* BEGIN *
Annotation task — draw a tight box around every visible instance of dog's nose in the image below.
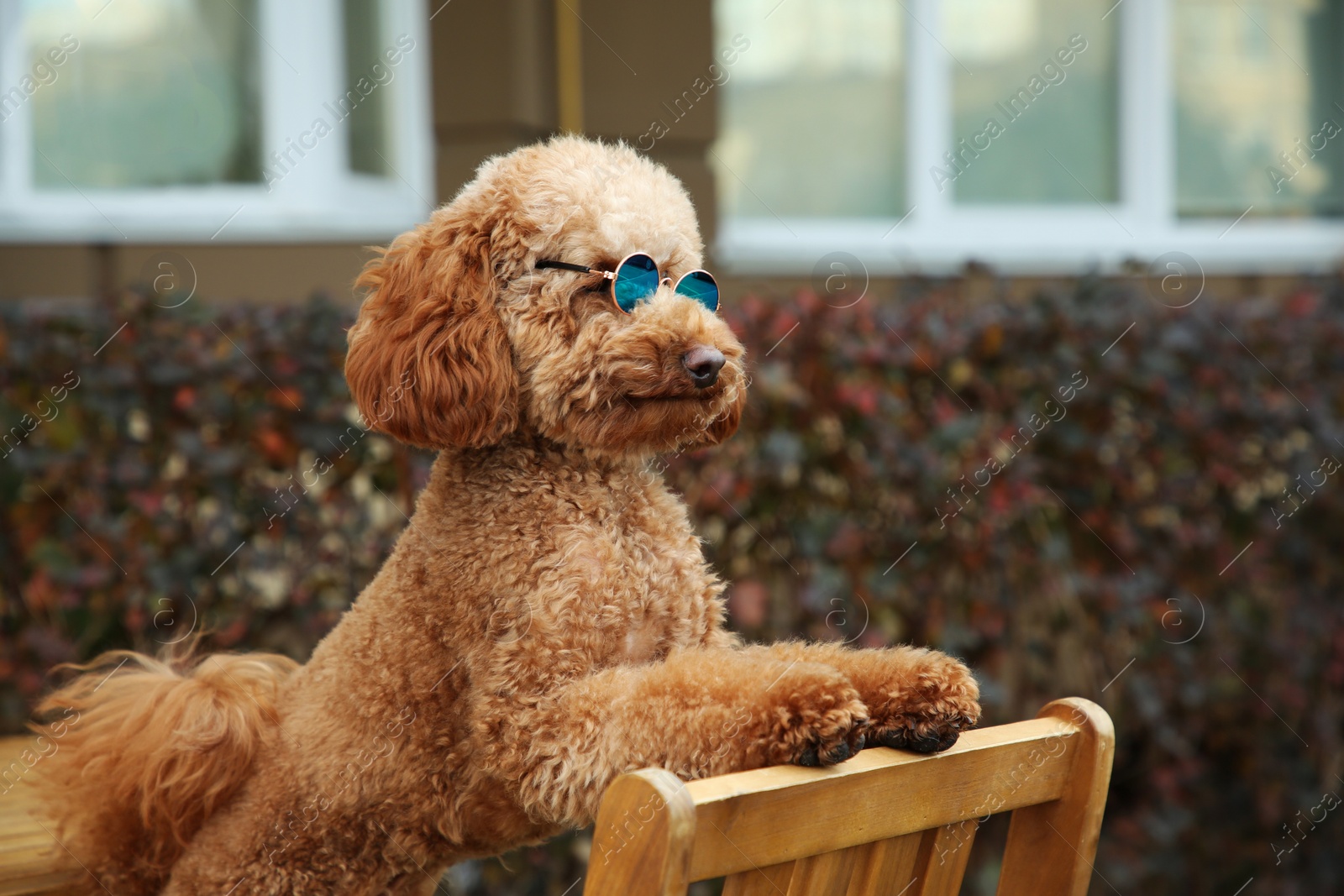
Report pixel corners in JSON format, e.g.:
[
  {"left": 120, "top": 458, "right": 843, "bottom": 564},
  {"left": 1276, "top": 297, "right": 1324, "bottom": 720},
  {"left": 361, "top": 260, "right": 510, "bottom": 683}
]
* END *
→ **Exercise brief**
Can you reproduce the material above word for word, leaving the picture out?

→ **Right answer**
Annotation task — draw a tight box around every visible instance of dog's nose in the image below.
Report pixel corners in JSON format, e.g.:
[
  {"left": 120, "top": 458, "right": 843, "bottom": 564},
  {"left": 1276, "top": 297, "right": 1324, "bottom": 720},
  {"left": 361, "top": 260, "right": 510, "bottom": 683}
]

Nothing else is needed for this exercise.